* [TRAVAIL DEMANDÉ]:
A. Reformulez sous forme de liste le paragraphe du texte cité qui commence par « La réplique des djihadistes est immédiate ». Conservez-en les faits principaux.
B. Répondez brièvement à ces questions sur le texte cité :
(i) À quelle heure, heure française, les deux hélicoptères Gazelle décollent-ils le 11 janvier 2013, et depuis quel pays ?
(ii) Quelle ville les djihadistes ont-ils prise avant l'appel officiel à l'aide du président malien ?
(iii) Comment Seidik Abba est-il présenté ?

* [TEXTE CITÉ]:
···

Dix ans de l’opération Serval ou comment la France a perdu le Sahel
Meguetan Infos
C’était il y a 10 ans, le 11 janvier 2013. Des soldats français bloquent la progression d’une colonne de djihadistes sur une route du centre du Mali. L’armée française en arrêtant ces groupes armés va s’engager dans un des conflits les plus longs de son histoire. Dix ans plus tard, le bilan n’est pas bon. Les djihadistes menacent également les pays du Golfe de Guinée. Et la France a dû quitter le Mali sous la pression d’un pouvoir militaire. Analyse.
Nous sommes le 11 janvier 2013. Il est 14H10, heure française, deux hélicoptères légers Gazelle de l’armée français décollent d’une base française au Burkina Faso. Direction le centre du Mali. Les deux aéronefs des forces spéciales se dirigent vers un rassemblement de pick-up et ouvrent le feu.
La réplique des djihadistes est immédiate. Les tirs touchent les deux hélicoptères. Un officier français est tué sur le coup, le lieutenant Damien Boiteux. À 18 heures, heure française, le président français François Hollande prend la parole et annonce que la France est en guerre avec une triple mission : stopper l’avancée des djihadistes, libérer le nord du pays et empêcher de nuire les terroristes.
Des véhicules blindés de l’armée française sur une route de Bamako remontent vers le centre du Mali ce 15 janvier 2013 lors de l’operation Serval.
Des véhicules blindés de l’armée française sur une route de Bamako remontent vers le centre du Mali ce 15 janvier 2013 lors de l’operation Serval.
AP/ Archives
La veille, le 10 janvier, le président malien, Dioncounda Traoré avait appelé officiellement la France à l’aide à la suite de la prise de la ville de Kona dans le centre par les djihadistes et ceux-ci s’approchent de l’aéroport stratégique de Sévaré.
C’est un gouvernement légitime, démocratique, celui du président malien Dioncounda Traoré qui demandé de l’aide de la France
Seidik Abba, journaliste nigérien, spécialiste des groupes djihadistes.

···

[Entrées de pointage d'objets étiquetés]
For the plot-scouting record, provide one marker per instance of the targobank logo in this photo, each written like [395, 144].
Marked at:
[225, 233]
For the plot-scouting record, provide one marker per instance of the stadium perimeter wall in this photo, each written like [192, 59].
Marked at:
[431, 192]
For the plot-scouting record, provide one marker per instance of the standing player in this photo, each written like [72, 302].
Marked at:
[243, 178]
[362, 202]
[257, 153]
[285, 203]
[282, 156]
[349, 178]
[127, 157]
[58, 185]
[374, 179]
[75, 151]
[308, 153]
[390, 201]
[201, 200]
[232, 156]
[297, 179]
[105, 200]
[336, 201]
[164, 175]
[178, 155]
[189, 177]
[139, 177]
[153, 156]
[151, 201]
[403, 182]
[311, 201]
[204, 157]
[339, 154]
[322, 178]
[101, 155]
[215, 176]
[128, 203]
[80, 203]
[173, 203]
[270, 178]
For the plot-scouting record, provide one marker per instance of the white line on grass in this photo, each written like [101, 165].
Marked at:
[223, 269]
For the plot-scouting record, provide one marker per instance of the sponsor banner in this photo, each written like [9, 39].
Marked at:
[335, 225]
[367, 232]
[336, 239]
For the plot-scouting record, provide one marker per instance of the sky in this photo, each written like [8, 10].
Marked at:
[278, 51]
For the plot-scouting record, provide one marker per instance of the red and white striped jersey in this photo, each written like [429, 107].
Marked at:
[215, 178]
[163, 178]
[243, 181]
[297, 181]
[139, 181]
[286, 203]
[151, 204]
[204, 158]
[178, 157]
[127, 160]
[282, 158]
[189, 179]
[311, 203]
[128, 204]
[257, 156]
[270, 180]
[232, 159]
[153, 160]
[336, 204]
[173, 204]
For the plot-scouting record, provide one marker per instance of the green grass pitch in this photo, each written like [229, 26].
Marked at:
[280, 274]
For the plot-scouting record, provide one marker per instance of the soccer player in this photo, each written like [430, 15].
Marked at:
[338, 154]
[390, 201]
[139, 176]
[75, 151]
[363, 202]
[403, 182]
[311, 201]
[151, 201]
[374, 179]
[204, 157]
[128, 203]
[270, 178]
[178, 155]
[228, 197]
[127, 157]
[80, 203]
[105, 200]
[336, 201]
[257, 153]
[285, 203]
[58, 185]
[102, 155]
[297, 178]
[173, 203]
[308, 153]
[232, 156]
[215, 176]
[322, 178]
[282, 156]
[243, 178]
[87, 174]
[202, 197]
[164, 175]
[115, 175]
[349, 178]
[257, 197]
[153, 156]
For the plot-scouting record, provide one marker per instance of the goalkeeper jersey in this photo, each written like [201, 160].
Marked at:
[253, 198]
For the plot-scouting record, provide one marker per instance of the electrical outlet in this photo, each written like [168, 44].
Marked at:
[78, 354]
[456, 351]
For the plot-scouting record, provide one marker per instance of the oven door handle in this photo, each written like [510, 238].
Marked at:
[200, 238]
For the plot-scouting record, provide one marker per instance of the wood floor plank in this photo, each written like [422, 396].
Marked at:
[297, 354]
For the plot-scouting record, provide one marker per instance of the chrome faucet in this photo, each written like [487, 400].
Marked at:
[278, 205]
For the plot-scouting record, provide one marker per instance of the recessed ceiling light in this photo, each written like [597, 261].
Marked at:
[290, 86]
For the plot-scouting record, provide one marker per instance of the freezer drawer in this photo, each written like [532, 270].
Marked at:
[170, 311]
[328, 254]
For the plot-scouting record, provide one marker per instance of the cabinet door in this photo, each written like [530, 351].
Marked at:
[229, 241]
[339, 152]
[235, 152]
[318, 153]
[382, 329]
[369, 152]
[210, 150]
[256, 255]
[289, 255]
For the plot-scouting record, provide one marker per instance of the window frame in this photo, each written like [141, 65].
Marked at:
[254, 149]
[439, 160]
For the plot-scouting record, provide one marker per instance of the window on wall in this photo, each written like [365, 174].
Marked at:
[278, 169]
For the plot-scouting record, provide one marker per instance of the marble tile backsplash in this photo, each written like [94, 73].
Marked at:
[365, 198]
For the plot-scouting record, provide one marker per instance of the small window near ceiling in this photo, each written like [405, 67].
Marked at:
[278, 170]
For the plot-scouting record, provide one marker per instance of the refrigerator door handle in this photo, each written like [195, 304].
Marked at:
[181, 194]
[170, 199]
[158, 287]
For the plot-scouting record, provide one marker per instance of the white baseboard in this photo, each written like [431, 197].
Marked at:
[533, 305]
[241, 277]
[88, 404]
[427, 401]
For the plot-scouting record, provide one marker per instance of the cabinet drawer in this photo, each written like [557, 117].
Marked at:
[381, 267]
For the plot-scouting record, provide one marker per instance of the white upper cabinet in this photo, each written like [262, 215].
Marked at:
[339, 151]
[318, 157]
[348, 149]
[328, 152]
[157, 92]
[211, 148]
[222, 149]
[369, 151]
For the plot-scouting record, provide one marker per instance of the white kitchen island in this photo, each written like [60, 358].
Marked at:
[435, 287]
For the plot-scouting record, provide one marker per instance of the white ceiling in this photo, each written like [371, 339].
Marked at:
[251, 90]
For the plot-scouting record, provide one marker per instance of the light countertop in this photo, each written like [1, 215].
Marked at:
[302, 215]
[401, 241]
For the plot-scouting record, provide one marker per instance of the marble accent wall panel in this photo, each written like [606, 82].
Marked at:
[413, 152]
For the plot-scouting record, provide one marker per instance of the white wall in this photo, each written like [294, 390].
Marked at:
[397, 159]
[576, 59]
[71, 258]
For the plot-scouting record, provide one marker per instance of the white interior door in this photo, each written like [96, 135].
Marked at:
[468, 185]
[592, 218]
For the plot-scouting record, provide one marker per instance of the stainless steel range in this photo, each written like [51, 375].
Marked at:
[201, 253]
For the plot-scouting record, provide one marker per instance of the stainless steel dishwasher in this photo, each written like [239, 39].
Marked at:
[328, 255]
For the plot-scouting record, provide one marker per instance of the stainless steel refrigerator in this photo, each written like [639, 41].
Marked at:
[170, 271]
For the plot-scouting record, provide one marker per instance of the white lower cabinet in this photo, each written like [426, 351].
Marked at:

···

* [CORRIGÉ COMPLET]:
A.
- Les djihadistes ripostent aussitôt et leurs tirs touchent les deux hélicoptères.
- Un officier français, le lieutenant Damien Boiteux, est tué sur le coup.
- À 18 heures, heure française, le président François Hollande annonce que la France est en guerre.
- La mission est triple : stopper l'avancée des djihadistes, libérer le nord du pays et empêcher de nuire les terroristes.

B.
(i) Ils décollent à 14 h 10, heure française, d'une base française au Burkina Faso.
(ii) Ils ont pris la ville de Kona.
(iii) Il est présenté comme journaliste nigérien, spécialiste des groupes djihadistes.